— Given request —
Would you copy only the lines below, beginning with the one that contains "Could you point out the metal" and running through the last entry line?

== Exercise inputs

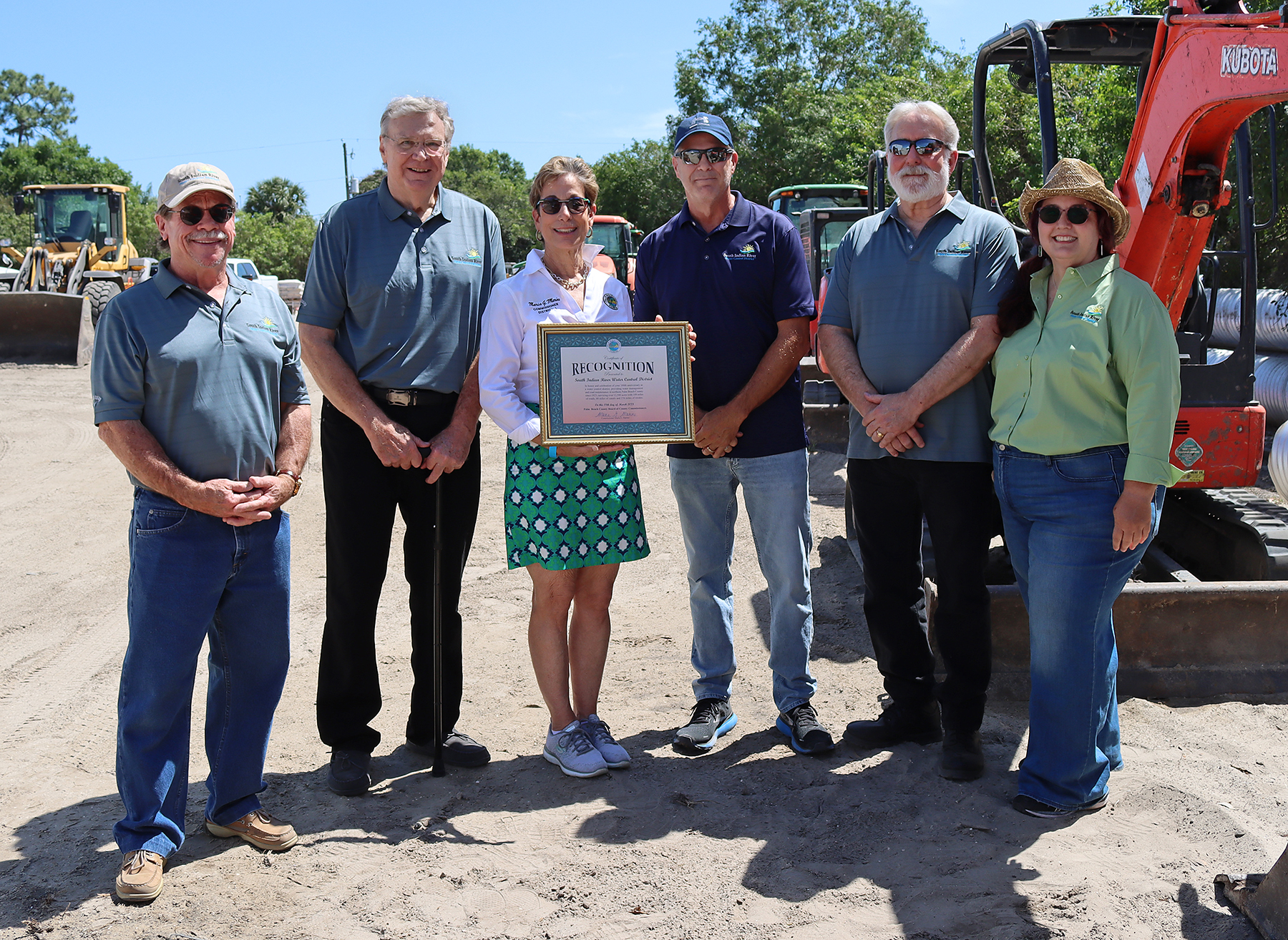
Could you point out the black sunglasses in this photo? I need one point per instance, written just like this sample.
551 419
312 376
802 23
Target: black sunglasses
191 215
576 205
1051 214
924 147
715 155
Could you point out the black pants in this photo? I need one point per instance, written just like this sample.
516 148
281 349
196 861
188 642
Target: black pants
890 496
361 496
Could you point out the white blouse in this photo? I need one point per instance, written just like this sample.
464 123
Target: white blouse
508 349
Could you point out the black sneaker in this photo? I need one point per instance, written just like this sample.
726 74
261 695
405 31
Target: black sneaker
459 750
1036 808
805 735
899 723
962 758
710 719
349 773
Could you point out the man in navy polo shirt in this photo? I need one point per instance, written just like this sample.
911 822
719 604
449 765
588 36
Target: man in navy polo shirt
199 392
736 270
907 330
389 326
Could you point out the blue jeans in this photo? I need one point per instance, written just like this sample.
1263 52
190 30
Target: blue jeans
776 492
193 576
1059 521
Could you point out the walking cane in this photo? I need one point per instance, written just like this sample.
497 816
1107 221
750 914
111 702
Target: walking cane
438 768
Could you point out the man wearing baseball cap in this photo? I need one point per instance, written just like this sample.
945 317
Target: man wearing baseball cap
199 392
737 272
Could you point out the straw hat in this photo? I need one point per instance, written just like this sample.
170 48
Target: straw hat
1075 178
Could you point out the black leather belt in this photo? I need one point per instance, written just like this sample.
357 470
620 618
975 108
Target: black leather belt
410 396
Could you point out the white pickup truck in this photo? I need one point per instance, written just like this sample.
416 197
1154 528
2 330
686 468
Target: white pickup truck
246 270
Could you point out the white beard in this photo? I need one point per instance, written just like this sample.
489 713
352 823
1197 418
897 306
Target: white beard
920 183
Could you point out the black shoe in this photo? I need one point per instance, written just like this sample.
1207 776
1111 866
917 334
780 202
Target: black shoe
899 723
1036 808
459 750
349 773
805 735
710 719
962 758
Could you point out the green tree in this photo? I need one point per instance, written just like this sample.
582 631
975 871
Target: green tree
276 248
31 106
638 183
278 197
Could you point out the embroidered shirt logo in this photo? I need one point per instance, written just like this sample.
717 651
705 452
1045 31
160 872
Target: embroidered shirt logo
470 257
959 250
1091 315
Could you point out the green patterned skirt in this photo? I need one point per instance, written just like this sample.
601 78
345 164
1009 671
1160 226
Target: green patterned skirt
572 511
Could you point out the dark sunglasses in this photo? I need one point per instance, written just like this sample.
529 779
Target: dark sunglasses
924 147
191 215
576 205
715 155
1051 214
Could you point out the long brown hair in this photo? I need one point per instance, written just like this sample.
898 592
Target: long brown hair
1015 309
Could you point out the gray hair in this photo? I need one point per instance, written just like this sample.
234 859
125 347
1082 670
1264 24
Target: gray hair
412 104
909 109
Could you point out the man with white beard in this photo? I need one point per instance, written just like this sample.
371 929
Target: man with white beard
907 328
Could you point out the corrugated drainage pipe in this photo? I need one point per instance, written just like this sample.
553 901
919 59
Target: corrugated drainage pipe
1272 318
1279 460
1272 386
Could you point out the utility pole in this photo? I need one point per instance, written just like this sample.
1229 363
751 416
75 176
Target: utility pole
344 151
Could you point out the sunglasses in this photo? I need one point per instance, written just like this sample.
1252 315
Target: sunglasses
1075 214
191 215
924 147
576 205
715 155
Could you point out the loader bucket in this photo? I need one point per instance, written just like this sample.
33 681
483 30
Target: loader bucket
45 328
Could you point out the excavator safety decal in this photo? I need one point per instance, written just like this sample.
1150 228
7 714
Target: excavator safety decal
1249 59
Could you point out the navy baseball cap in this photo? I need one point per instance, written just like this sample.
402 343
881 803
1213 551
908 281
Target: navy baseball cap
703 122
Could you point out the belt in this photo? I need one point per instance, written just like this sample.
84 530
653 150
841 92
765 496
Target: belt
410 396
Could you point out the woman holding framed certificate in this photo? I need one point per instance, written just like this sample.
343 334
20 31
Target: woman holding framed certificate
572 514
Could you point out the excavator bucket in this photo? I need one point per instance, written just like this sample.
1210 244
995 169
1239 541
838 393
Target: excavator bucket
1264 898
45 328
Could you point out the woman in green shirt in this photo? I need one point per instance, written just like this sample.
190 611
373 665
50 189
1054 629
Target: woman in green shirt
1088 388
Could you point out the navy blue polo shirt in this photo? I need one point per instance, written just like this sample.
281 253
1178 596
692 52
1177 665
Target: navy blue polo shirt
733 286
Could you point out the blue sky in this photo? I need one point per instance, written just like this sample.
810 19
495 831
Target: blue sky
267 89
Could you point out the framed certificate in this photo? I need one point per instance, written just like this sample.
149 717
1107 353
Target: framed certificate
608 383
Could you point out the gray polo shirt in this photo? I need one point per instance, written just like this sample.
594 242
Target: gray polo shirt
208 380
405 298
908 300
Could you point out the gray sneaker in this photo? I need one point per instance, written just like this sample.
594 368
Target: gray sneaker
573 753
613 753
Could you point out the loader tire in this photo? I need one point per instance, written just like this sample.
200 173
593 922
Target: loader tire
99 293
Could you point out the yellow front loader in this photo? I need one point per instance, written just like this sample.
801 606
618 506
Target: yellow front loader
82 258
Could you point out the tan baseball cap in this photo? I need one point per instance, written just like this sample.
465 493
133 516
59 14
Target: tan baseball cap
187 180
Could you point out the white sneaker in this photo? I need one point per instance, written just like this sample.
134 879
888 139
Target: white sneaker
571 748
613 753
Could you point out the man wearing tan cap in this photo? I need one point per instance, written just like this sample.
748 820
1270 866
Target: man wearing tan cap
199 392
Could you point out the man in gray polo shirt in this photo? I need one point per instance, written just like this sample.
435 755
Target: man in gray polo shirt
199 392
389 326
907 328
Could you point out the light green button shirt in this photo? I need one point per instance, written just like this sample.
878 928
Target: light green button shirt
1101 367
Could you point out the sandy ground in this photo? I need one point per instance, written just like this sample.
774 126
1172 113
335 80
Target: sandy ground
750 841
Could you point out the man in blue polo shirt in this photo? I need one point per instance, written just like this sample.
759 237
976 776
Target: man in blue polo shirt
907 330
199 392
389 325
736 270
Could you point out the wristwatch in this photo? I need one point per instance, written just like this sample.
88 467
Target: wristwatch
298 479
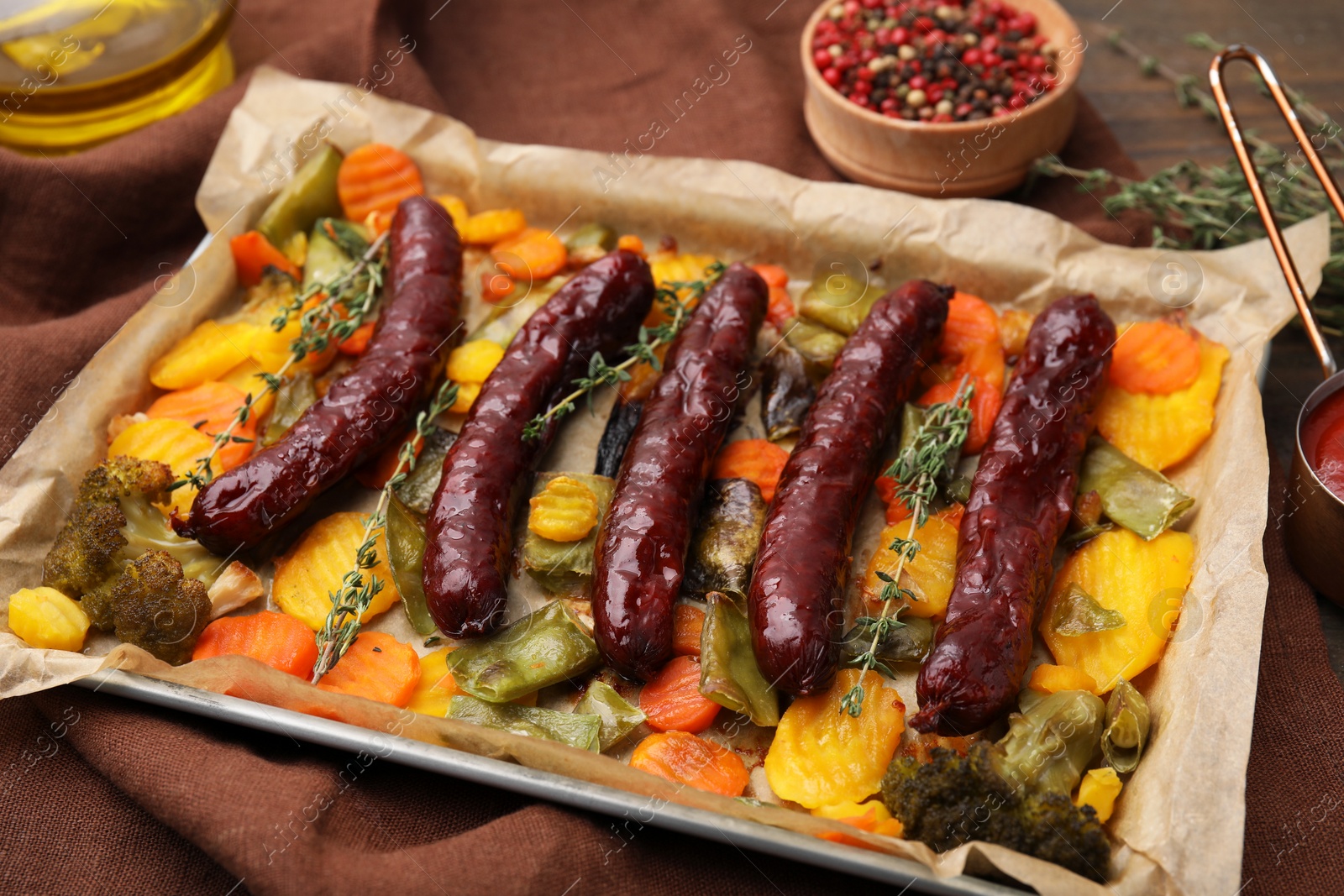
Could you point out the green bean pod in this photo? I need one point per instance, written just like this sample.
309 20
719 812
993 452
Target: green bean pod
569 728
541 649
1142 500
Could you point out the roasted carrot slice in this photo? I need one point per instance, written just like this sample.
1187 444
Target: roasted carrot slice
253 254
358 342
1156 358
210 407
533 255
984 407
674 701
376 667
756 459
281 642
685 629
780 309
374 179
772 275
971 322
685 759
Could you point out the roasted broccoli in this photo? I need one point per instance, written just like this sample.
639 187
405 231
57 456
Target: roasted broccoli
1014 793
156 609
953 799
113 523
87 553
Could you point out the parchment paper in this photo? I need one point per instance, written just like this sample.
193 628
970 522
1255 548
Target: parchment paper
1180 819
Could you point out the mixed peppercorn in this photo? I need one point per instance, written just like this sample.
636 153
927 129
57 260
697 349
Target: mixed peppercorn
934 60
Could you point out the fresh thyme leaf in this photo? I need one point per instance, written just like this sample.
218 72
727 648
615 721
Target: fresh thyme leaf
342 625
643 351
917 470
316 327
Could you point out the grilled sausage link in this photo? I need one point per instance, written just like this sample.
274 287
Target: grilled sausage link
1021 500
642 550
470 532
363 407
799 582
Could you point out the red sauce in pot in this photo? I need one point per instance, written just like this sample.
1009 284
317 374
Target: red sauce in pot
1323 443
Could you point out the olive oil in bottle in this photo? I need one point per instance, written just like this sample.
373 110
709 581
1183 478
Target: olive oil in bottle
76 73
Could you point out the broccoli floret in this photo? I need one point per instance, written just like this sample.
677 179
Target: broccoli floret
87 553
158 609
114 521
953 799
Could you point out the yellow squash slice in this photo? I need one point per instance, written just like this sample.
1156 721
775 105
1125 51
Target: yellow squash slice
1163 430
1142 580
822 755
313 569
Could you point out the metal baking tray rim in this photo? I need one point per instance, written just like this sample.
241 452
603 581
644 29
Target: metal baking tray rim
578 794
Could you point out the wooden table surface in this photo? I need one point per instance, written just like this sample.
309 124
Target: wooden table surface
1301 39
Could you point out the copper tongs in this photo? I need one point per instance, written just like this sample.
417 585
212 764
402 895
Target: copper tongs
1314 515
1243 156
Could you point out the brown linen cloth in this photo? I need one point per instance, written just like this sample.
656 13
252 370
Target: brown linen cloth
105 795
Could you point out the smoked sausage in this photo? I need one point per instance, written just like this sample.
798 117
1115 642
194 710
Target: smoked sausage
642 548
1021 500
799 582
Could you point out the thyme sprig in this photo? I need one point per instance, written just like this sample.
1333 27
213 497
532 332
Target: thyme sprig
669 297
1200 207
917 470
355 291
343 621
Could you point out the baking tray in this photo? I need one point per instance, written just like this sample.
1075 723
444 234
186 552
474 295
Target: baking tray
569 792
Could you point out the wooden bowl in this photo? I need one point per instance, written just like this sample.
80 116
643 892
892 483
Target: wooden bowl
958 159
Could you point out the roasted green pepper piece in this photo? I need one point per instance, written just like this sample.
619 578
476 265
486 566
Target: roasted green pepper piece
1048 746
1079 613
541 649
839 301
788 392
817 344
729 672
566 567
407 557
1126 728
1142 500
725 543
333 248
417 490
906 642
292 399
618 716
591 234
308 196
570 728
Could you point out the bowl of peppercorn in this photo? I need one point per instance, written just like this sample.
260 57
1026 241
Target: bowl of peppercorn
940 97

====

— Exercise answer —
Could you point out the metal baking tray rim in this photo? I need one point per instance, written just like this sample.
241 452
603 581
644 29
Target: metal baking tray rim
578 794
Could you point out the wooden table surface in this photo? I need one point per instance, written just like this sample.
309 124
Target: wooden table surface
1301 39
Could you point out the copper tongs in this photo? I need one point per instance, written just like this sample.
417 585
212 764
402 895
Target: copper tongs
1314 515
1243 156
Could you point out the brown linen cloth in this photo? I need one point per instance, written just like this sample.
656 13
252 370
Target: brown linen cloth
105 795
Could you point out the smoked sausage in this photo? I need one point per instance, written just like this sample.
798 117
1115 642
194 710
Target: smoked sausage
642 548
1021 500
799 582
Could you point out the thyme sprig in this photo? I need one point per instance, written just like this sample.
1333 27
213 497
532 332
Target: thyme sprig
669 297
1200 207
917 470
355 291
343 621
Could you point out the baking tray in this photo? I need one point per instance, written just like this sample.
1075 723
444 234
186 552
474 295
Target: baking tray
569 792
Could you point out the wooden bowl in this photo? I need one point per instance, written just like this sample.
80 116
643 892
892 483
Target: wooden bowl
958 159
Could you point out the roasted green pepper piece in this photo? I need one point per instance, written just like this sample.
619 578
476 265
486 566
Target: roasted green pepper piece
1048 746
1079 613
541 649
839 301
788 392
817 344
729 672
566 567
407 557
1126 728
1142 500
725 543
333 248
417 490
906 642
292 399
618 716
591 234
308 196
570 728
Could you point out the bowl of peppercorn in this photo? I need one point per instance, written just like this sample.
260 57
1026 241
Target: bowl of peppercorn
940 97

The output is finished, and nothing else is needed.